— Start of Recorded information —
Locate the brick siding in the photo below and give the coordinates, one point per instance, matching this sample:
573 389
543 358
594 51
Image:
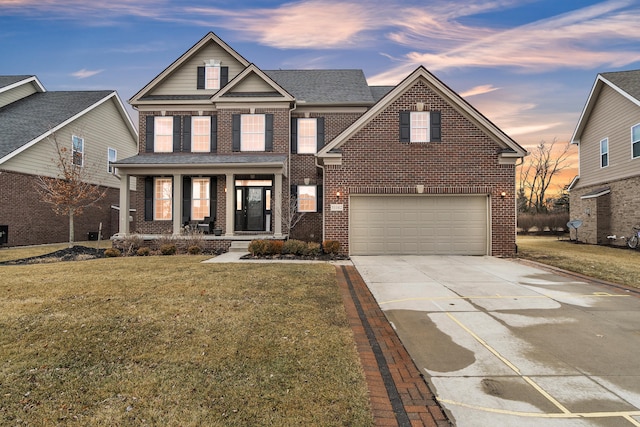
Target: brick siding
33 222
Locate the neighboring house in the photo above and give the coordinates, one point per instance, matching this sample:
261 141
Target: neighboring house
— End of Recorded information —
Render all of the lines above as a numbered list, omitting any blank lines. Leave the pictures out of the list.

> **Solution to the exercise**
1. Locate the brick siding in the photo below and give the coordinates, one point per instance, matching this sample:
2. 573 389
3. 543 358
4. 594 51
5. Image:
6. Target: brick siding
7. 33 222
8. Locate the neighboring house in the photo above and give the coordinates, one point per instance, matching this sample:
9. 261 141
10. Target: neighboring house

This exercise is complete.